**RECORDS SUPPLIED:**
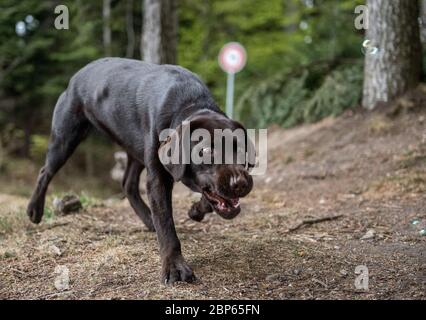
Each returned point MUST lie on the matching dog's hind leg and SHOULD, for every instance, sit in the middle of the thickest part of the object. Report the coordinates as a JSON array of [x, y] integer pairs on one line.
[[69, 128], [131, 189], [199, 209]]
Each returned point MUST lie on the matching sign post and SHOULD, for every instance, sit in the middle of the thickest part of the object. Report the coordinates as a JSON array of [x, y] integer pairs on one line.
[[232, 59]]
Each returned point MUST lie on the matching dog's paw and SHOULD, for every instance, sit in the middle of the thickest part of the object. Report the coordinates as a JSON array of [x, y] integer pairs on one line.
[[35, 212], [195, 214], [176, 270]]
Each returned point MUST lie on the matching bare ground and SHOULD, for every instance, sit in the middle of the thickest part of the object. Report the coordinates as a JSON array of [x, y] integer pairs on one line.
[[367, 171]]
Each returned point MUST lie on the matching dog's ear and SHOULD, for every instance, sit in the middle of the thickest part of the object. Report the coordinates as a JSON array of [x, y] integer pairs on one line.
[[171, 153], [251, 154]]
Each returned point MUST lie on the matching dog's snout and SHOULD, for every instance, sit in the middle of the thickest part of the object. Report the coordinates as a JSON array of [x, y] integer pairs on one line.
[[240, 184]]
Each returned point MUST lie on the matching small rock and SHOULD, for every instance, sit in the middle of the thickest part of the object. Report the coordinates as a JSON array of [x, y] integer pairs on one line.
[[273, 277], [296, 272], [55, 250], [343, 273], [370, 234], [62, 278], [68, 204]]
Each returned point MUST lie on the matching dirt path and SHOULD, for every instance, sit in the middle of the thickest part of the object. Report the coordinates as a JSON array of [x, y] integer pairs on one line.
[[368, 169]]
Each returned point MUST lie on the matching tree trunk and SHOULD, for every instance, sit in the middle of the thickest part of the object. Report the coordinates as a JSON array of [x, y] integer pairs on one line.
[[159, 36], [423, 21], [106, 14], [395, 66], [130, 31]]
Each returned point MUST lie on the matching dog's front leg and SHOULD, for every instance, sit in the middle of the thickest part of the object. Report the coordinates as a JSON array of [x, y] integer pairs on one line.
[[174, 266]]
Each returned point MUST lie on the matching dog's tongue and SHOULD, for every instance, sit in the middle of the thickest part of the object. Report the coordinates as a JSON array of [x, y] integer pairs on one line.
[[235, 202]]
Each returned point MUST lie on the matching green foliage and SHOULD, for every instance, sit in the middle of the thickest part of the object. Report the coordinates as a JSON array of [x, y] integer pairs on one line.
[[316, 92], [280, 37]]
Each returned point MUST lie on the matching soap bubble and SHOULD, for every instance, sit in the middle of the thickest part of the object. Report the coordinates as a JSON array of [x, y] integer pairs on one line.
[[308, 39], [303, 25], [20, 28], [29, 19]]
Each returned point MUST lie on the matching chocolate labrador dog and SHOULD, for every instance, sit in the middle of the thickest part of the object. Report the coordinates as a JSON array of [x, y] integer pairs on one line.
[[133, 102]]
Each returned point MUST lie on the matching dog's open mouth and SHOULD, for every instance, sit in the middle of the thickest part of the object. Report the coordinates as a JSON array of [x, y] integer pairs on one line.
[[226, 207]]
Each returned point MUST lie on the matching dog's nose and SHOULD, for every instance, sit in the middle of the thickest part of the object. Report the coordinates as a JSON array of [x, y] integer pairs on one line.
[[239, 184]]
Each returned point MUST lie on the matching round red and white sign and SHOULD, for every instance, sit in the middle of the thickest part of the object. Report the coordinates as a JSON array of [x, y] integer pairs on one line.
[[232, 57]]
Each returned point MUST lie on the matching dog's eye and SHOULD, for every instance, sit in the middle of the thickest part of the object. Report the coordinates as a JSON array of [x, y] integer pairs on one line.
[[206, 150]]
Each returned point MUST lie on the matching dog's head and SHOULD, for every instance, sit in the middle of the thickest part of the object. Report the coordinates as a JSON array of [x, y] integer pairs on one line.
[[214, 159]]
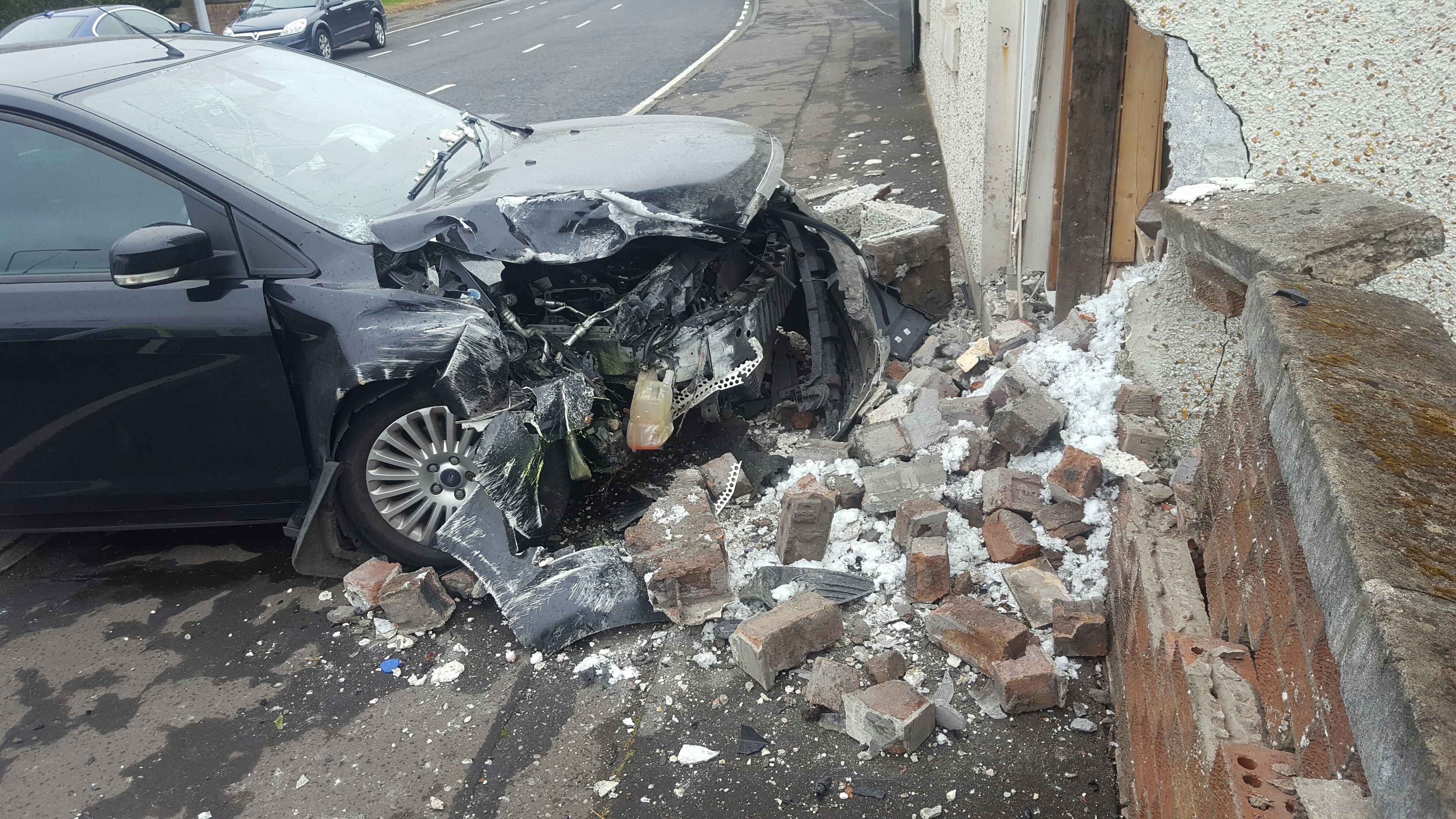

**ASSIGNED TASK:** Every line from the one containing "Each returned point MUST lie on the matching chocolate" to the end of the material above is to be returned exactly, with the pictures left out.

**SOLVED PROBLEM:**
Each returned point MUST lie on the matching chocolate labrador dog and SHOULD, for every instance, sit in the middle of the thickest part of the object. Report the coordinates as a JSON array of [x, y] integer pairs on one line.
[[133, 102]]
Each returned point MUST lie on the matching dog's open mouth and SHOULD, for every instance, sit in the middle of the thickest part of the object. Report the coordinates as a JSON array of [x, y] integer pairs on one line.
[[226, 207]]
Each returned point MUST lie on the matching dog's nose and SHOULD, for every instance, sit in the middle of the thickest part of the object. Report the coordinates as a JSON array of [x, y] integer pairs on one line.
[[239, 184]]
Each returned point MUST lie on the matching round red and white sign and SHOULD, for every instance, sit in the middle of the thickest part of the object. Report the coordinates as a JSON array of [x, y] integer pairs on one line.
[[232, 57]]
Each returned point MUST lie on the matching dog's eye and SHOULD, for every instance, sit in the middle of the thickest part of the object. Report the coordinates as a JSON array of [x, y] integer pairs on one line.
[[206, 150]]
Each returned point MUST lie on the matching dog's head and SHOULD, for every instance, sit in the middle of the thickest part of the object. Report the coordinates as a JSON array of [x, y] integer pairs on one line.
[[214, 159]]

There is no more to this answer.